Repère dans la liste ci-dessous chaque ligne qui contient la chaîne « Mark », puis recopie ces lignes. Respecte la casse.

(Relevés de régions étiquetées)

_____

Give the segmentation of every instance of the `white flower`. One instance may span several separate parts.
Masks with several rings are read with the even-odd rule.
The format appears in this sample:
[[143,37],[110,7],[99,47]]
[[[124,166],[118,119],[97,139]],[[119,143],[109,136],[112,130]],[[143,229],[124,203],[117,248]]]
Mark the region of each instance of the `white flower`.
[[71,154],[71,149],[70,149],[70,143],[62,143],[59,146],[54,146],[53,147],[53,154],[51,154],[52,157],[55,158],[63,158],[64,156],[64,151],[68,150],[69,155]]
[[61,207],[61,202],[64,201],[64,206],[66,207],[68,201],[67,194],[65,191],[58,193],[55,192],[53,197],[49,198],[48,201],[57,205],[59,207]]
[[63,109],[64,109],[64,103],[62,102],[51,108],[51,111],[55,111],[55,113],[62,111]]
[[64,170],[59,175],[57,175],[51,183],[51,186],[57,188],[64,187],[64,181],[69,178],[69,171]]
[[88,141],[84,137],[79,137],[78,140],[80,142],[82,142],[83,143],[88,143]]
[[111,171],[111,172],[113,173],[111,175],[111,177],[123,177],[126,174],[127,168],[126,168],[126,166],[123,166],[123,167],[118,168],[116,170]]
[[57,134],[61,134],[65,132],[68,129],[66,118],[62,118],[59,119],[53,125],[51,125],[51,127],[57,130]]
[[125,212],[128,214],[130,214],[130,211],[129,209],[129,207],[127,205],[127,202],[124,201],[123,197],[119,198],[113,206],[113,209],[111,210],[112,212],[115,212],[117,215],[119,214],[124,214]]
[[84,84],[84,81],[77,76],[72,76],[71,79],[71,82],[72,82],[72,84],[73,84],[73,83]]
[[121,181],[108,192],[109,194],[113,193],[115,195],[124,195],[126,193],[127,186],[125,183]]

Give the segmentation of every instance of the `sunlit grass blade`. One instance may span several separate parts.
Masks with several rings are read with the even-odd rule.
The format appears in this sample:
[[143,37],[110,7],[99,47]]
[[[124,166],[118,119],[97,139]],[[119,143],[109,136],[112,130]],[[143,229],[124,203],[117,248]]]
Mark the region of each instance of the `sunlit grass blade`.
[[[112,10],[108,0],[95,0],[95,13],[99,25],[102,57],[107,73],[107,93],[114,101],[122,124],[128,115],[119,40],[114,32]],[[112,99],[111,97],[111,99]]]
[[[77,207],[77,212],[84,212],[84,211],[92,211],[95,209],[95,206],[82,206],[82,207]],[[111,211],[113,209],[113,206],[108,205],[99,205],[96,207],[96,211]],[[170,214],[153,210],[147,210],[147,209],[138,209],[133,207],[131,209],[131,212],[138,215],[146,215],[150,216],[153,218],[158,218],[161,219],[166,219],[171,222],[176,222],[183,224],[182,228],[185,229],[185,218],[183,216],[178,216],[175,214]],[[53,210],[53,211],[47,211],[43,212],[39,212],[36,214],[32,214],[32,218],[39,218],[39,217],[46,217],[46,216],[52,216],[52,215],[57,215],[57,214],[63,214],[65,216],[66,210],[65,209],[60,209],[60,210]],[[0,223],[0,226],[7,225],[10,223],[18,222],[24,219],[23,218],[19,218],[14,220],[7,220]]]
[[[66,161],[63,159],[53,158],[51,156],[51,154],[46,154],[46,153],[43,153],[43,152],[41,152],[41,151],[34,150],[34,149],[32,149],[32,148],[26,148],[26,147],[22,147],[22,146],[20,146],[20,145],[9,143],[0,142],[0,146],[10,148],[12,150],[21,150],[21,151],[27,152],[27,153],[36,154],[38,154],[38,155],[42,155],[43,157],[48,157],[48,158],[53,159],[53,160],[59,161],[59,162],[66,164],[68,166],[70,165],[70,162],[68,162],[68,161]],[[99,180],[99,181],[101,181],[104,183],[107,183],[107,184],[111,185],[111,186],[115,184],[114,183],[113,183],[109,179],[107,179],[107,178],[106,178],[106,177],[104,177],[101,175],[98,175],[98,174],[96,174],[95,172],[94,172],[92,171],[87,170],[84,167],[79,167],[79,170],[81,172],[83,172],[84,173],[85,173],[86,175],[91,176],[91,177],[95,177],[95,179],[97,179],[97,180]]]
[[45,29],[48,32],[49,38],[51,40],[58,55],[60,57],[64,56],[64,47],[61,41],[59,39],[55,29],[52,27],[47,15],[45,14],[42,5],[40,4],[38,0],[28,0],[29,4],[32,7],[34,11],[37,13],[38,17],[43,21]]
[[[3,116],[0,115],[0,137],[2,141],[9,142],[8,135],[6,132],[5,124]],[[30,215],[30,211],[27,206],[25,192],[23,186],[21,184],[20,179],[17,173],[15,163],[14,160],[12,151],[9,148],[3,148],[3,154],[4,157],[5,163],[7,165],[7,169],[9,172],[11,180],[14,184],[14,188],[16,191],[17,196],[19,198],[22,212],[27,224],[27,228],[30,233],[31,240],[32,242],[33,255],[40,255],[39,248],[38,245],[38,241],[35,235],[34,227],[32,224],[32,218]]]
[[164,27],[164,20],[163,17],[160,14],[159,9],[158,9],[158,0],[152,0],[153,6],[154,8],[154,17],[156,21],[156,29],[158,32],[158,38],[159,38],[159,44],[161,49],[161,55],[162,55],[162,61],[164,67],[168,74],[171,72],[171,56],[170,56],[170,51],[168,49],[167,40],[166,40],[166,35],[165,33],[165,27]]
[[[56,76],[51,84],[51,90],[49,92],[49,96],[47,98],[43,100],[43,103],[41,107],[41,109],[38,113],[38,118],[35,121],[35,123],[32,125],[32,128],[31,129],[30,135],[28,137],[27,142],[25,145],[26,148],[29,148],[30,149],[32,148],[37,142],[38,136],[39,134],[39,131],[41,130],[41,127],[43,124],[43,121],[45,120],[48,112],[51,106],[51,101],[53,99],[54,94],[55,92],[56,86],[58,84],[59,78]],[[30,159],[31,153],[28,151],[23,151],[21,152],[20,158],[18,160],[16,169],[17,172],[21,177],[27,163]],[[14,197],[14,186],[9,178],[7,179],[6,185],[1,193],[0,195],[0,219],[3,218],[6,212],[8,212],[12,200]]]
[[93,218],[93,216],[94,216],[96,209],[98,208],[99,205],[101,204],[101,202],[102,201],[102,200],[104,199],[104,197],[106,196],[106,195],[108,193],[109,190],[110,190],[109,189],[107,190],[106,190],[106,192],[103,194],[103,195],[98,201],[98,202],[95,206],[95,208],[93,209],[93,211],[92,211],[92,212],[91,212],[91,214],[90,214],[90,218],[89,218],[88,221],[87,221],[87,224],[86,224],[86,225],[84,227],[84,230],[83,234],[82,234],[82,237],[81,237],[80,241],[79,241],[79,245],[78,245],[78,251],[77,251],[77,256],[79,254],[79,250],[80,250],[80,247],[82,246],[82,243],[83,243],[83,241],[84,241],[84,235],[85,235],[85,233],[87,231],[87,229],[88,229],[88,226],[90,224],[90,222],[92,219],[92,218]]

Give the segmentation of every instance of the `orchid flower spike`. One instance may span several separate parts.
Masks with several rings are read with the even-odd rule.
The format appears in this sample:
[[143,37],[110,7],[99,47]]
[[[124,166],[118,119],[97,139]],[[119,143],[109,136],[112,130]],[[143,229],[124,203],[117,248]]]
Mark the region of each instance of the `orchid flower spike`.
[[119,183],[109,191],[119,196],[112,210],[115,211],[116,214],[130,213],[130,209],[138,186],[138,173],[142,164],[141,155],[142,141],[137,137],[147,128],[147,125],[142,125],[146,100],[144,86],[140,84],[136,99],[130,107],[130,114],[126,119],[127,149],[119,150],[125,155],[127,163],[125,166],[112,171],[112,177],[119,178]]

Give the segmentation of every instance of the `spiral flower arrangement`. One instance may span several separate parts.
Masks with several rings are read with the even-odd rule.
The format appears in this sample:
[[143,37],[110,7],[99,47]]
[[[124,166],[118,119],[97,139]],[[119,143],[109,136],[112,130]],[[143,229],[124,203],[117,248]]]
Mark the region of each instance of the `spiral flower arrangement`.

_____

* RÉPONSE COMPLÈTE *
Mark the region of each instance of the `white flower`.
Mark the region of each instance of the `sunlit grass blade`.
Mark the region of each instance of the `orchid flower spike`.
Mark the region of each instance of the `spiral flower arrangement`.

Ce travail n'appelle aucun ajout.